Sí, señoras y señores (si es que hay alguno por estos lares). Soy ese tipo de madre que vive constantemente en la cuerda floja, a punto de pegarse la hostia de su vida pero siempre encontrando en el último momento ese puntito justo de equilibrio para salvar el tropezón y poder avanzar un poco, pero siempre esperando ese momento de volver a torcerme el tobillo cuando ya casi estaba al otro lado.
Las madres funambulistas somos imperfectas, atropelladas, incluso descuidadas. Ya lo conté hace unos meses: «Conciliar es tender una cuerda imaginaria entre los dos edificios más altos del mundo e intentar atravesarla cargada con el portátil, el bolso, la mochila del bebé, la bolsa de la comida, la bolsa con nuestra ropa y el niño en el carro sin dar un paso en falso y despeñarnos los dos juntos. Todo, mientras me suena el teléfono personal y mi madre me pregunta a qué hora tiene que venir mañana y, en el de trabajo, un cliente me pregunta una cosa que ya sabría si leyera mis correos». Hablaba entonces de conciliación, pero el funambulismo se ha extendido a todos los ámbitos de mi vida. Qué inocente era entonces, sin una reforma integral en danza, un ejército de virus amenazando cada día de Escoleta, una logística familiar que se complica por momentos.

- **Material mostrado**:
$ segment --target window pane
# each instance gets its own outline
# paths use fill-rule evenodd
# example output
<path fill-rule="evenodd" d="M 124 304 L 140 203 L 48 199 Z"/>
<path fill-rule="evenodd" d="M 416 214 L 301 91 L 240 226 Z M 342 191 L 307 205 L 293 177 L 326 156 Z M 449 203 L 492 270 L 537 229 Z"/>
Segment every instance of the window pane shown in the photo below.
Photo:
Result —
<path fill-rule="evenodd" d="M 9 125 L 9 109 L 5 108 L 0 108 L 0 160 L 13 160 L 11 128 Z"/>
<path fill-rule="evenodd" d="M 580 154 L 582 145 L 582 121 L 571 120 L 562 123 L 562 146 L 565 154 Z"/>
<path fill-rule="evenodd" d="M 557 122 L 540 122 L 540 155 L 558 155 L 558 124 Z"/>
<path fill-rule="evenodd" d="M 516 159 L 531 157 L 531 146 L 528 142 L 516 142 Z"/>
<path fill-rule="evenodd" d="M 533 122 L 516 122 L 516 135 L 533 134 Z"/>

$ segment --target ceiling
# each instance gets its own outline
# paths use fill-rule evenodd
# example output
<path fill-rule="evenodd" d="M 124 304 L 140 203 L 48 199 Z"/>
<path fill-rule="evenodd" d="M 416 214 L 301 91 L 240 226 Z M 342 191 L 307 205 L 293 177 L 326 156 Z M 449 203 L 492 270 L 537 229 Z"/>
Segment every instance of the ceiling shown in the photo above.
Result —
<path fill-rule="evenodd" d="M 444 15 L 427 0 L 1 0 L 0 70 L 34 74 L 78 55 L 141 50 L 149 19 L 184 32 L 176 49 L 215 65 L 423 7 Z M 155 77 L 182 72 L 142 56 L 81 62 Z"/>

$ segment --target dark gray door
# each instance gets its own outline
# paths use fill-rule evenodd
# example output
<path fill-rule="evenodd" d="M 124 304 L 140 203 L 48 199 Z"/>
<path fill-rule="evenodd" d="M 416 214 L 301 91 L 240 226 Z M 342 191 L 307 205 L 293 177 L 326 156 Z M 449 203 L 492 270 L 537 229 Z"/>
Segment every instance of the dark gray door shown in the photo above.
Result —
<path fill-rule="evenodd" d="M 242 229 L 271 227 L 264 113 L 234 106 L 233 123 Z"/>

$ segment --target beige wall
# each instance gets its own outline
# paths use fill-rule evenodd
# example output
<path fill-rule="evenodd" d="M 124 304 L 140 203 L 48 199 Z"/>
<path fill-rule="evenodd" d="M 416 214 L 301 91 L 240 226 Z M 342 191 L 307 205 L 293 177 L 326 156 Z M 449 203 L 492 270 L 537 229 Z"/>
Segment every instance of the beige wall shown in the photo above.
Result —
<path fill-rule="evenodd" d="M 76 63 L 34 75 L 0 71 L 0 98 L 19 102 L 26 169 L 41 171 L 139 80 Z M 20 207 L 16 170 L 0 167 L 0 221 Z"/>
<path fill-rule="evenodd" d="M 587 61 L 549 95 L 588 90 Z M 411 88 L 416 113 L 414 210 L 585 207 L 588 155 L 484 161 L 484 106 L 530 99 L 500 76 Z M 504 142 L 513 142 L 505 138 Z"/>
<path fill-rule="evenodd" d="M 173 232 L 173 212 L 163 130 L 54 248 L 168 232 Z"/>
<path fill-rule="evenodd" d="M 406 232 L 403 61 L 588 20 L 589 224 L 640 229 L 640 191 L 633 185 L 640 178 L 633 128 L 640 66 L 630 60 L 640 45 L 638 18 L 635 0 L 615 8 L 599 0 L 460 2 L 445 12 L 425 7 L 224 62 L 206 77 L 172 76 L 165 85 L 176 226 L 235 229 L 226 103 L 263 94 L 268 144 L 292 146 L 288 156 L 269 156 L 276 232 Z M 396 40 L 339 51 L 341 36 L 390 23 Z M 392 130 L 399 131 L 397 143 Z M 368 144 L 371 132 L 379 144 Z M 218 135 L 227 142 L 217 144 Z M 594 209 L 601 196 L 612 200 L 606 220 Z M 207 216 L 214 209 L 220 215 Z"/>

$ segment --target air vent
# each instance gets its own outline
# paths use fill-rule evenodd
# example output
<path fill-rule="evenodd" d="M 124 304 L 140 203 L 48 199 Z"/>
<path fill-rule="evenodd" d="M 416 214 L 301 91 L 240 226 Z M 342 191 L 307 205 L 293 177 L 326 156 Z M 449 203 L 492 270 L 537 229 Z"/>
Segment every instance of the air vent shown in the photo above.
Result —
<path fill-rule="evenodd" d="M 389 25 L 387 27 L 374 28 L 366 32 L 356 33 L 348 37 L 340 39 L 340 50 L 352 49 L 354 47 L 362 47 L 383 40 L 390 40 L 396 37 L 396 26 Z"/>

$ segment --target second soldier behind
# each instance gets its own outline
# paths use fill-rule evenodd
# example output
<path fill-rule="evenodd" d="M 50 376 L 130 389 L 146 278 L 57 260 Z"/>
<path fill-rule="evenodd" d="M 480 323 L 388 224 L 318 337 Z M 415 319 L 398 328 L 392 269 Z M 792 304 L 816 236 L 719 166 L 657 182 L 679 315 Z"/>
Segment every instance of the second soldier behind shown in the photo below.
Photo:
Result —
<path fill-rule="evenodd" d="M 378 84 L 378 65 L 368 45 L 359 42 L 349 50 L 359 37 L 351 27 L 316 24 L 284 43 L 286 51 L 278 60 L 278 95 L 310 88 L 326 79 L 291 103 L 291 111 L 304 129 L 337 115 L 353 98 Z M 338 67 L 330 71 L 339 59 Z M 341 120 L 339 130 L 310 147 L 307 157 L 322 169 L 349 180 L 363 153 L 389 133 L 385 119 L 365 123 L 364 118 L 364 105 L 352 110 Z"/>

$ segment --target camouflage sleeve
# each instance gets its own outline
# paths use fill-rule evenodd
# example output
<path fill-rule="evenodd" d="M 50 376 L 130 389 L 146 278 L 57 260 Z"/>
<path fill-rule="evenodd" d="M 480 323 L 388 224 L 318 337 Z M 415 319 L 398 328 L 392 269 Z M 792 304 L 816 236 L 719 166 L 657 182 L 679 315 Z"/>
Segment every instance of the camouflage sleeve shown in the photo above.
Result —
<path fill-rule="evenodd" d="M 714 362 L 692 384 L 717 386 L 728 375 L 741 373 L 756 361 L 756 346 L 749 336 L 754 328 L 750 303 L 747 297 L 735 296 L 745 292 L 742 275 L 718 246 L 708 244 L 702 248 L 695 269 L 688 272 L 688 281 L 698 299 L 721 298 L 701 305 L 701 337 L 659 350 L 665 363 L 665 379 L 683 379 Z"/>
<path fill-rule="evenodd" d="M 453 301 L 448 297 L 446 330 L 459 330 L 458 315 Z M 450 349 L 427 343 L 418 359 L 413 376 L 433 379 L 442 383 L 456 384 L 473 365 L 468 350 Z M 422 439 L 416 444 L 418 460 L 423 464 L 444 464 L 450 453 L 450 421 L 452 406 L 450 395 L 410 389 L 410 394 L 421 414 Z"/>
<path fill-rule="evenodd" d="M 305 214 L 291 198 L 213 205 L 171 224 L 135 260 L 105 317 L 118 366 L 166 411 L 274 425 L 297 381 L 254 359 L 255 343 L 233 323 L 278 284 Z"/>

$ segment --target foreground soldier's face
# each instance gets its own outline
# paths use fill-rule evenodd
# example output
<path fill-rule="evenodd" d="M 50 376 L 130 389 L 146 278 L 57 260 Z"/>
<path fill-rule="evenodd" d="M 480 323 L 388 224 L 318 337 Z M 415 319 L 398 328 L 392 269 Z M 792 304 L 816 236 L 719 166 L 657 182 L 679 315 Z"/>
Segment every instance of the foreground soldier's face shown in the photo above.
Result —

- **Tarea A**: Copia del texto sobre las madres funambulistas el fragmento que empieza en "Sí, señoras y" y termina en "al otro lado.", y sustituye "cuerda floja" por "cuerda tensa".
- **Tarea B**: Según el texto sobre las madres funambulistas, ¿entre qué dos puntos se tiende la cuerda imaginaria con la que se describe la conciliación?
- **Tarea C**: Prosigue el texto sobre las madres funambulistas a partir de su última oración.

- **Respuesta A**:
Sí, señoras y señores (si es que hay alguno por estos lares). Soy ese tipo de madre que vive constantemente en la cuerda tensa, a punto de pegarse la hostia de su vida pero siempre encontrando en el último momento ese puntito justo de equilibrio para salvar el tropezón y poder avanzar un poco, pero siempre esperando ese momento de volver a torcerme el tobillo cuando ya casi estaba al otro lado.

- **Respuesta B**: Entre los dos edificios más altos del mundo.

- **Respuesta C**:
Las madres funambulistas intentamos domesticar el caos cogiéndolo con pinzas y, joder, eso muy complicado. Cosas del funambulismo, ya sabes que la sensación de control, cuando existe, es falsa. Es un castillo de naipes. Vendrá una corriente de aire y se lo llevará todo por delante. Llamémoslo virus, regresión en el sueño, rabietas, fase vital x, crisis de lactancia y… Siempre hay algo que viene a ponerlo todo patas arriba cuando por fin tenías la sensación de tener la vida mínimamente bajo control.
Las madres funambulistas tenemos cabeza porque ponernos una patata no sería políticamente correcto. Suerte de las apps, de las alertas y de los post its porque, si no, nuestros hijos no tendrían ropa limpia, comerían todos los días lo mismo y se irían a casa de los abuelos X cuando, en realidad, con los que habías quedado era con los abuelos Y. Sí, esos días de funambulismo intensivo podría enviarle un briefing al bebé y cambiarle el pañal a un cliente, pero de eso va la vida, de equivocarse, reírse, volver a empezar.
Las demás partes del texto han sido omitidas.